## WORK INSTRUCTION
Would you please transcribe the data in full and exactly, excluding images?

Top of GIVEN RECORDS

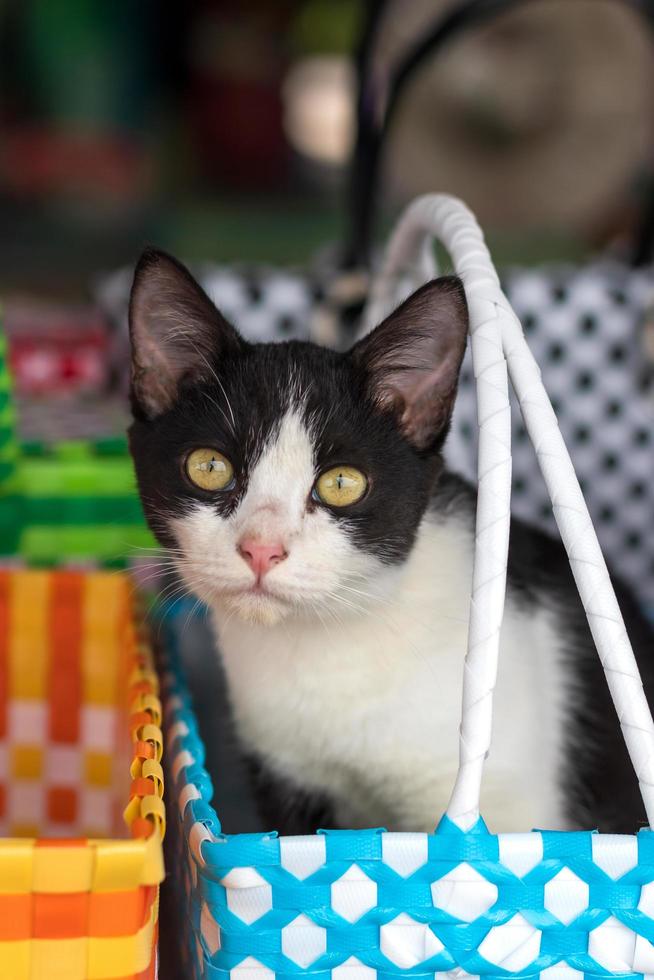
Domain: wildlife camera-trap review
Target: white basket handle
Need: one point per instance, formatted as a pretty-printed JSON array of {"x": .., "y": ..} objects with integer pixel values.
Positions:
[{"x": 497, "y": 341}]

Bottom of GIVEN RECORDS

## OUTPUT OF THE TASK
Domain: wildlife camera-trap review
Target: white basket handle
Need: one point per instance, formatted as a pretty-printed JSON array of {"x": .., "y": ..} objects with integer pixel values.
Positions:
[{"x": 497, "y": 341}]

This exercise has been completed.